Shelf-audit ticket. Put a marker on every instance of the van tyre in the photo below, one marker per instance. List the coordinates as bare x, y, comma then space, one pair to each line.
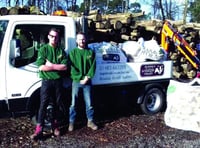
153, 101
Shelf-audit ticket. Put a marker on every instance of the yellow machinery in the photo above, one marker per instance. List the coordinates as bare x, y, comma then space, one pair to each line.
169, 33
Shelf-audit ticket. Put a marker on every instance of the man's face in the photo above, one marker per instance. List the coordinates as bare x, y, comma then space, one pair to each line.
80, 41
53, 38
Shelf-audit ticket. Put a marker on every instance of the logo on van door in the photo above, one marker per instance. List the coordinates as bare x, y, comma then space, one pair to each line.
152, 70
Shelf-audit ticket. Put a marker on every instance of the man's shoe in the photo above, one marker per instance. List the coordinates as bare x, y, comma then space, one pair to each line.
92, 125
37, 134
55, 129
56, 132
71, 127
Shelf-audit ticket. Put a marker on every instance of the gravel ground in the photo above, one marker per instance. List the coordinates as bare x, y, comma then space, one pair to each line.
136, 131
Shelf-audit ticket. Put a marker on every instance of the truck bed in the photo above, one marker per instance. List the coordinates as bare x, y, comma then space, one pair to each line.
114, 73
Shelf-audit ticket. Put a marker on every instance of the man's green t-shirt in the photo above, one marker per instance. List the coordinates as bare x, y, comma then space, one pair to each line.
83, 63
53, 55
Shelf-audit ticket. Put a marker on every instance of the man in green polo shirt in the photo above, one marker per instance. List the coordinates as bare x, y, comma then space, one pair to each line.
52, 61
83, 65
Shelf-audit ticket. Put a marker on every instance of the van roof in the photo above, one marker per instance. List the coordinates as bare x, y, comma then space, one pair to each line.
36, 18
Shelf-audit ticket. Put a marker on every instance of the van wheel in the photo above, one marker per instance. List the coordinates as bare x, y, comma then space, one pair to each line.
153, 101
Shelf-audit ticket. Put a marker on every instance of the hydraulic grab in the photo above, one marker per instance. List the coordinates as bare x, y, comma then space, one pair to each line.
169, 33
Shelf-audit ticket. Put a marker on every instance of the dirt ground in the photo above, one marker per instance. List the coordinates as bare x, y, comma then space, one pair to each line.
121, 131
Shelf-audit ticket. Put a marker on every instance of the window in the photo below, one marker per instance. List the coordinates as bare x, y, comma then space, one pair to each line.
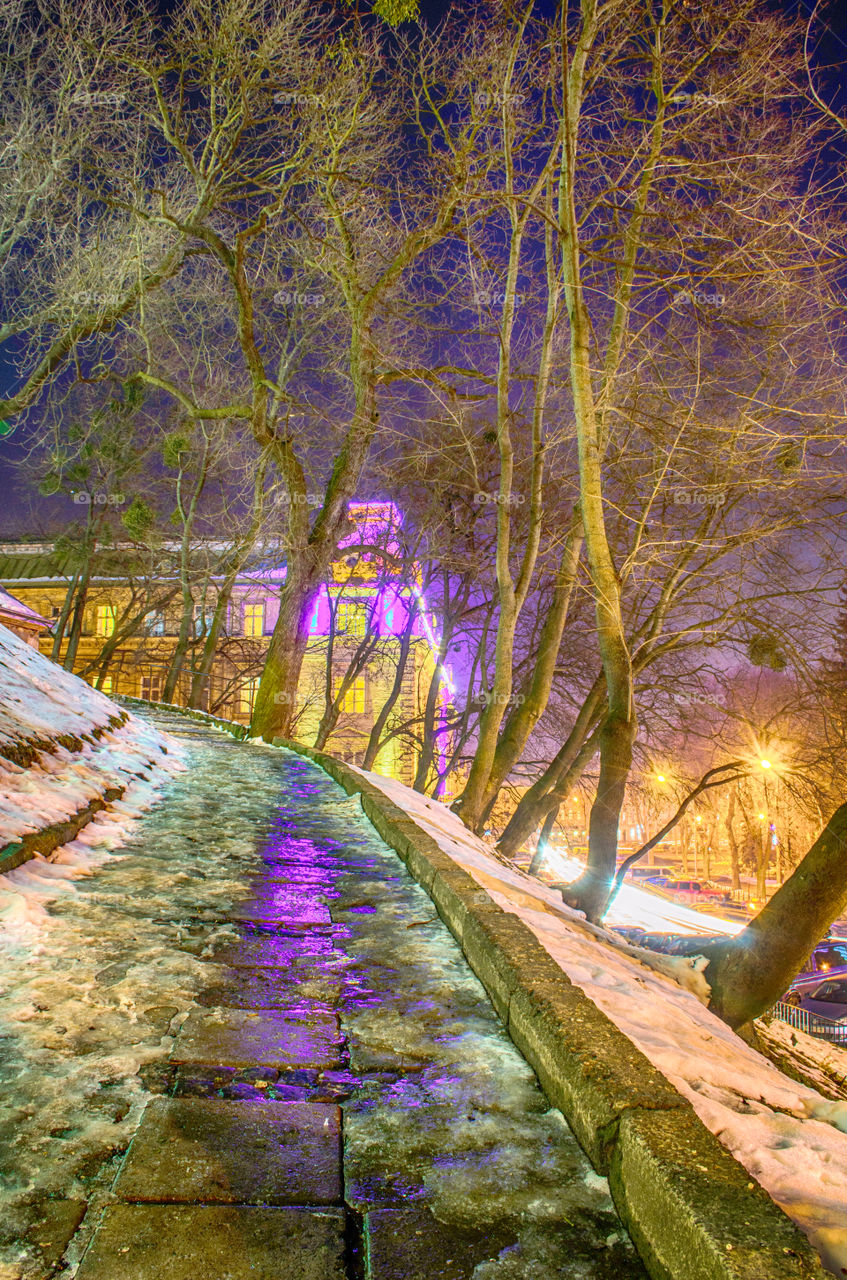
833, 992
150, 686
255, 620
353, 700
831, 956
351, 618
204, 618
105, 620
247, 696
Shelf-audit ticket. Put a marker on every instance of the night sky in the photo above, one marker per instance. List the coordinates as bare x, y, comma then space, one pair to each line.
22, 513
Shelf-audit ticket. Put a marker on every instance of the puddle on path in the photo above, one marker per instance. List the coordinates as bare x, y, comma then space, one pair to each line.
259, 888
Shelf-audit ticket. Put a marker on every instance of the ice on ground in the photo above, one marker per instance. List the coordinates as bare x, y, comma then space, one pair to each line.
788, 1136
90, 1020
41, 703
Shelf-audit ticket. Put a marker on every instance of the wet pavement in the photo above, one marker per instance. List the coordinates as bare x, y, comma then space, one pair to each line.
321, 1089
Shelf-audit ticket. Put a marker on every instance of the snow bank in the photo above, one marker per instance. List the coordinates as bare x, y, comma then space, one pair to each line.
40, 702
790, 1137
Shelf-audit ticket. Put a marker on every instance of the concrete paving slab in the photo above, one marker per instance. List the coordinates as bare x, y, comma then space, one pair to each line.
412, 1244
271, 952
246, 1037
228, 1152
273, 988
53, 1228
285, 905
147, 1242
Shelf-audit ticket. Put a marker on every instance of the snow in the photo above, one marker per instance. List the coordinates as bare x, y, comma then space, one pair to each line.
788, 1136
39, 703
42, 700
440, 1110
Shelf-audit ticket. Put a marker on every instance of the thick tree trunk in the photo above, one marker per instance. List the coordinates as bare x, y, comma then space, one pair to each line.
397, 688
591, 891
78, 615
62, 621
532, 809
751, 970
522, 718
732, 841
202, 673
277, 698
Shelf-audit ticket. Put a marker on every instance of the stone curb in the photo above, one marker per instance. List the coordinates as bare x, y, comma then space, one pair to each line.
692, 1211
46, 840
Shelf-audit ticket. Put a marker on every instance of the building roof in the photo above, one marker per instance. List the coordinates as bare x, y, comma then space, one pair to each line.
19, 615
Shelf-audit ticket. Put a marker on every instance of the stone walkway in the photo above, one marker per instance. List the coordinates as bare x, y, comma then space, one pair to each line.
342, 1102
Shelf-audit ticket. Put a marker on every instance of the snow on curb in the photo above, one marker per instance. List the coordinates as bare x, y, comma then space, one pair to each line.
104, 750
790, 1137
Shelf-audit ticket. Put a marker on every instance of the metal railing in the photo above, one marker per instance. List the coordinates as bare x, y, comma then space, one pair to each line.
814, 1024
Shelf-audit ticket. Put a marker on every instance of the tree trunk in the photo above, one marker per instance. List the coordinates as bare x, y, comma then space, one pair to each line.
523, 717
277, 698
202, 673
750, 972
78, 615
397, 688
535, 803
591, 891
62, 621
732, 841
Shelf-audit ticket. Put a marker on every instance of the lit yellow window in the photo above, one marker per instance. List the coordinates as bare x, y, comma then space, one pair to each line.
105, 622
353, 700
247, 695
351, 618
253, 620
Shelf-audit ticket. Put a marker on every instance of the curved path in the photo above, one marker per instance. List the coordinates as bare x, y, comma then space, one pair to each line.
247, 1047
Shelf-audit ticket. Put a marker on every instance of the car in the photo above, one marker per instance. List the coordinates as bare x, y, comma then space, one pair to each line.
827, 999
695, 891
828, 956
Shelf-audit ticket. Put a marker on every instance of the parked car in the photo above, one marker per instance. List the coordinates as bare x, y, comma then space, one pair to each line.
648, 873
827, 999
695, 891
828, 958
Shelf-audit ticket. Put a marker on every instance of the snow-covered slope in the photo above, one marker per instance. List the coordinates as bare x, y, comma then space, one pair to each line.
790, 1137
63, 744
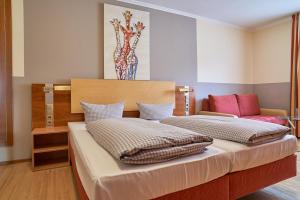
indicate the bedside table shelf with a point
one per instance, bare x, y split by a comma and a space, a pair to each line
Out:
50, 148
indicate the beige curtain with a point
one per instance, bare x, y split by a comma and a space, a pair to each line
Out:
295, 68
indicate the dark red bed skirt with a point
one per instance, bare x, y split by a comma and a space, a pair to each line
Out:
248, 181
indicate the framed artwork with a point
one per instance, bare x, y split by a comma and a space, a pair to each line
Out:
126, 43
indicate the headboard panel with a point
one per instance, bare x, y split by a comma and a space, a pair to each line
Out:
101, 91
62, 106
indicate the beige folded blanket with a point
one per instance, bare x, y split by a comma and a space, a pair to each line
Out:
138, 141
227, 128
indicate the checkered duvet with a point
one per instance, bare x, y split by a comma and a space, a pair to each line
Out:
138, 141
234, 129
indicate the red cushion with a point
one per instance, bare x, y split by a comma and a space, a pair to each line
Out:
267, 118
205, 105
248, 104
224, 104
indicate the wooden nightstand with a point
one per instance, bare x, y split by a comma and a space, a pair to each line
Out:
50, 147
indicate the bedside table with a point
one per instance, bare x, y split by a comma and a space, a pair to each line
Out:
50, 147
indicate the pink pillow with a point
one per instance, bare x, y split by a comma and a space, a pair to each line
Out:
224, 104
248, 104
205, 105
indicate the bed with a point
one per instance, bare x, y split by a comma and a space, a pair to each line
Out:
232, 176
103, 177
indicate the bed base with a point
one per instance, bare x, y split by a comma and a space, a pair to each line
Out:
248, 181
229, 187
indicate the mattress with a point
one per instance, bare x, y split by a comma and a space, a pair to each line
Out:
103, 177
243, 157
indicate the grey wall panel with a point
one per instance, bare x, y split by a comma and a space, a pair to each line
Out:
273, 95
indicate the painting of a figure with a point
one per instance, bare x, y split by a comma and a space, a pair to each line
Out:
126, 43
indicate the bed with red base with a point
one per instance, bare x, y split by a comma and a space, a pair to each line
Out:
227, 187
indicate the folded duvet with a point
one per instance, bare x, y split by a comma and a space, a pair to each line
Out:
227, 128
137, 141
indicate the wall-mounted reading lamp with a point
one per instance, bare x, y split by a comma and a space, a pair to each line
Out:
48, 90
186, 91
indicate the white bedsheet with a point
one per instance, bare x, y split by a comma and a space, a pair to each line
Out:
245, 157
103, 177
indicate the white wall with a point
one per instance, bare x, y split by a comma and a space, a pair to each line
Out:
271, 53
224, 53
18, 37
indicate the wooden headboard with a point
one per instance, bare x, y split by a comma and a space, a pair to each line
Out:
101, 91
62, 106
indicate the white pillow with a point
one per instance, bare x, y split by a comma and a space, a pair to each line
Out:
155, 111
93, 112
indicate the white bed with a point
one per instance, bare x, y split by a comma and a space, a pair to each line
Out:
103, 177
244, 157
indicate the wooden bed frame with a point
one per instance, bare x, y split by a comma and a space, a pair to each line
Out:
229, 187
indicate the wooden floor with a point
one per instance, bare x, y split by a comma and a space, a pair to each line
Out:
17, 181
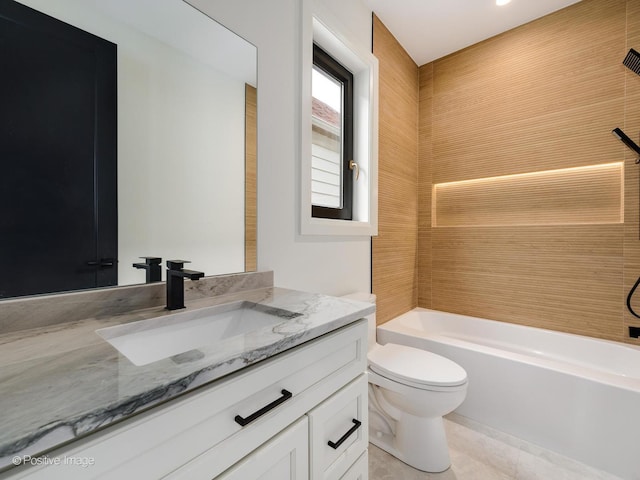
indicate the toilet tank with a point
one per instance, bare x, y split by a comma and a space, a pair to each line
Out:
369, 298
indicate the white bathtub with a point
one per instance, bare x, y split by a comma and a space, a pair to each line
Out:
575, 395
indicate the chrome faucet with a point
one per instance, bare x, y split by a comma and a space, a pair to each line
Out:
175, 282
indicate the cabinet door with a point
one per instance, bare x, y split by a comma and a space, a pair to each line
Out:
359, 470
339, 433
285, 457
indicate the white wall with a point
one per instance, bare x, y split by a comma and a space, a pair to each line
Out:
323, 264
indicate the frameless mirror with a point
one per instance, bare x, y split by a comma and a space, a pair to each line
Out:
186, 133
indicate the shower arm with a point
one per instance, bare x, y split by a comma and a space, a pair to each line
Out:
620, 135
631, 292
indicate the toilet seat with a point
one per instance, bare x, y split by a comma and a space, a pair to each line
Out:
415, 367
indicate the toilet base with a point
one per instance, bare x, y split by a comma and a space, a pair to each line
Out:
419, 442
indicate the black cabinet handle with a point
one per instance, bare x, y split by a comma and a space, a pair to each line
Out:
286, 395
337, 444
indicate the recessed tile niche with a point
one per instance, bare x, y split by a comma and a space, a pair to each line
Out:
591, 194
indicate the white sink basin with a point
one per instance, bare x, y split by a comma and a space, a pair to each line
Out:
154, 339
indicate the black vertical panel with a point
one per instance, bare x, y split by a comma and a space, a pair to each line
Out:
57, 141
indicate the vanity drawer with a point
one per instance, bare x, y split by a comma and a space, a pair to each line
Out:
196, 436
339, 431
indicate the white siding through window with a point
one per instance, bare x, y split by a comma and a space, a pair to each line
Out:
325, 177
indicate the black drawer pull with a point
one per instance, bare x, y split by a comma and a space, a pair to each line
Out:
286, 395
337, 444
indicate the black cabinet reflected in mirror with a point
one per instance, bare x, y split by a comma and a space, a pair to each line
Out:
58, 201
185, 128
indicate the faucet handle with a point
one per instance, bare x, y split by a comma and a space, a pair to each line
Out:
152, 260
176, 264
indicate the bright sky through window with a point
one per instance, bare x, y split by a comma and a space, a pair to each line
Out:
326, 89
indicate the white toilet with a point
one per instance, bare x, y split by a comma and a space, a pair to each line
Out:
409, 392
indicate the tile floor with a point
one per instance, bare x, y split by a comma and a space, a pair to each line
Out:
480, 453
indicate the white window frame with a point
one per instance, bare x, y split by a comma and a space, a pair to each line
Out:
320, 26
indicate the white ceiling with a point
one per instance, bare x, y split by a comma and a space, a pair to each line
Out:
431, 29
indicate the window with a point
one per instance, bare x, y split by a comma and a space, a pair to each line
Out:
323, 132
331, 138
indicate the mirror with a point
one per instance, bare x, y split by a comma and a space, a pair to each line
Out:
186, 128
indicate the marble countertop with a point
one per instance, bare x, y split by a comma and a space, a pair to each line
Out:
62, 382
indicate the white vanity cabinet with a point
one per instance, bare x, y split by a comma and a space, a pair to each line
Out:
293, 402
285, 457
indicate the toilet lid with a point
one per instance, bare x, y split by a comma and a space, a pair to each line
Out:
413, 366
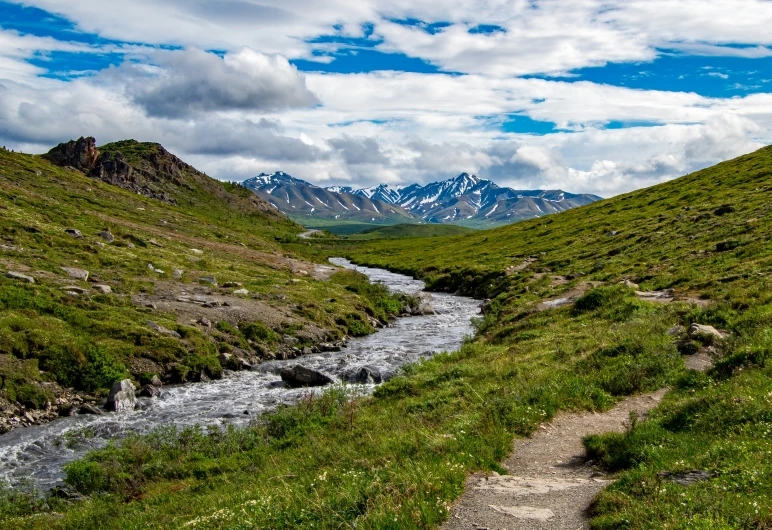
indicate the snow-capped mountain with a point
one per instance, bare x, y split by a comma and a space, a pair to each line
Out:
300, 199
469, 199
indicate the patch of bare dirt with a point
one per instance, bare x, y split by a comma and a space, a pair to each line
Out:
550, 485
192, 302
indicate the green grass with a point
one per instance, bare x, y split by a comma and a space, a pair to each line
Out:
399, 458
88, 342
341, 228
409, 230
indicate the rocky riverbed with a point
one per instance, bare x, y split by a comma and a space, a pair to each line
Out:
39, 452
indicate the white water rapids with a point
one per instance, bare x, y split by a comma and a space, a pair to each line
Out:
38, 453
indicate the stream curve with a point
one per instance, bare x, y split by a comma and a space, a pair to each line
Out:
38, 453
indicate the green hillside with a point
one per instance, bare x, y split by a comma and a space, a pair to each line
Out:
130, 307
409, 230
399, 459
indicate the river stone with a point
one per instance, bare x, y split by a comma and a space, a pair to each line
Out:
85, 408
75, 273
19, 276
150, 391
297, 375
364, 375
426, 309
121, 398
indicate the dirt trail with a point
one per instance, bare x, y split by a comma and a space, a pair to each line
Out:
550, 486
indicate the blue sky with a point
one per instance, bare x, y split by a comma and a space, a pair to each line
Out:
600, 96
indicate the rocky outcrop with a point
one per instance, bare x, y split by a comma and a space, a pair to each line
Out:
364, 375
82, 154
121, 398
297, 376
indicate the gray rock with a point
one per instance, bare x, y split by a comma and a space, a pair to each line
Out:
74, 289
121, 398
76, 274
150, 391
297, 376
160, 329
85, 408
426, 309
703, 332
725, 209
19, 276
364, 375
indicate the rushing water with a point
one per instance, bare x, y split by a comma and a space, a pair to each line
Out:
38, 453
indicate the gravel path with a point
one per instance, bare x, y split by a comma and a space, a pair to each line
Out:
549, 486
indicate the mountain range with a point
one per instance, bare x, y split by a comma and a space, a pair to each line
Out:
465, 200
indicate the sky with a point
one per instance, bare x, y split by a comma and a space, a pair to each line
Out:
589, 96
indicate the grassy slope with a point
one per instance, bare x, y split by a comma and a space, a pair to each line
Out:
409, 230
90, 341
396, 460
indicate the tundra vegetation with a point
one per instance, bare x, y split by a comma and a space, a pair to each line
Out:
397, 459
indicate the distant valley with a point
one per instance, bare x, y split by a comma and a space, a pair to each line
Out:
465, 200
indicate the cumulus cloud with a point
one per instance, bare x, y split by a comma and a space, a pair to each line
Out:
192, 81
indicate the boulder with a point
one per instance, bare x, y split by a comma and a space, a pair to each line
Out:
426, 309
364, 375
121, 398
82, 154
705, 333
160, 329
297, 376
76, 274
107, 235
723, 210
19, 276
85, 408
630, 285
150, 391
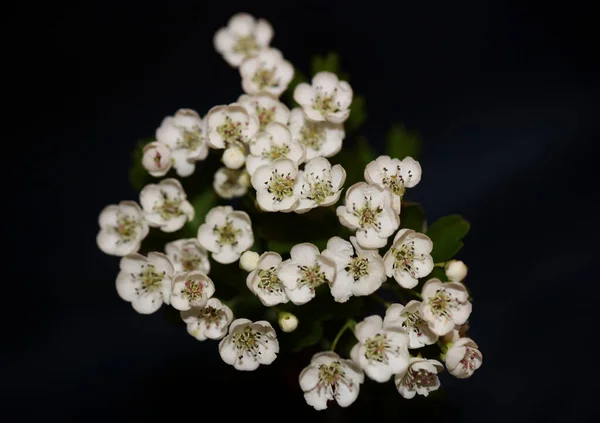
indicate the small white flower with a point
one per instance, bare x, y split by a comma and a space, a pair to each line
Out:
304, 271
409, 318
156, 159
420, 378
320, 139
444, 305
122, 229
230, 126
274, 184
381, 351
409, 258
359, 272
248, 345
187, 255
264, 281
369, 209
463, 358
274, 143
327, 98
243, 37
184, 134
165, 205
266, 73
226, 233
145, 282
329, 377
319, 184
208, 322
191, 289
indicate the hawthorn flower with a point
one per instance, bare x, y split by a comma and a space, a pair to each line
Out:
420, 378
266, 73
243, 37
248, 344
165, 205
320, 139
329, 377
264, 281
191, 289
444, 305
409, 258
327, 99
184, 134
305, 270
359, 272
226, 233
208, 322
409, 318
122, 229
274, 184
145, 282
369, 209
463, 358
275, 142
319, 184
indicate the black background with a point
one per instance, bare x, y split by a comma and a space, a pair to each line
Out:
503, 95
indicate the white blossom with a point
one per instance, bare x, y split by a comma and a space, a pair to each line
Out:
409, 258
145, 282
165, 205
327, 98
329, 377
381, 351
248, 344
226, 233
304, 271
369, 209
122, 229
444, 305
359, 271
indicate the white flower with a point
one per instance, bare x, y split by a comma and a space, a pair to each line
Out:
305, 270
230, 126
381, 351
184, 134
266, 73
463, 358
156, 159
409, 258
243, 37
165, 205
274, 184
264, 282
359, 272
187, 255
248, 345
191, 289
327, 98
319, 184
231, 183
329, 377
409, 318
395, 174
122, 229
275, 142
369, 209
420, 378
208, 322
320, 139
145, 282
226, 233
444, 305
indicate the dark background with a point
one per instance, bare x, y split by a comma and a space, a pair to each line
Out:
503, 95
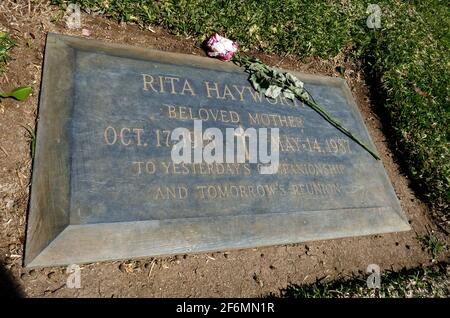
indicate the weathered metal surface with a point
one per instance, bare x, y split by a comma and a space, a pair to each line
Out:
104, 185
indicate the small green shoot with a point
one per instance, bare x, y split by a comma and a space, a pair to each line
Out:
432, 245
20, 93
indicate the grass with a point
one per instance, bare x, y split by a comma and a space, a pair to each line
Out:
418, 282
6, 44
432, 245
407, 59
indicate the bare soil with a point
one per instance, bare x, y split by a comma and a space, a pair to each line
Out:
240, 273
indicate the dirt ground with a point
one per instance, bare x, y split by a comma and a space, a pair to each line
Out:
243, 273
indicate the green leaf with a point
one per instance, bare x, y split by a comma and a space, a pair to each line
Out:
20, 93
273, 91
294, 80
288, 94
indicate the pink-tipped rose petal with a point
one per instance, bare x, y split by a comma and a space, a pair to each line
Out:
221, 48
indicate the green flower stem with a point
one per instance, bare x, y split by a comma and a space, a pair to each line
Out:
338, 125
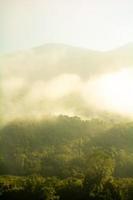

__What this task involves__.
Please lay out the stretch of the listing from the line containing "indicate the green flower stem with a point" through the end of the listing as a two-column CSV with the header "item_text" and "result", one row for each text and its answer, each in a single quoted field with line breaks turned into spaces. Leave the pictures out.

__Result of the task__.
item_text,result
"indicate the green flower stem with a point one per instance, bare x, y split by a comma and a space, a pair to each line Out:","338, 125"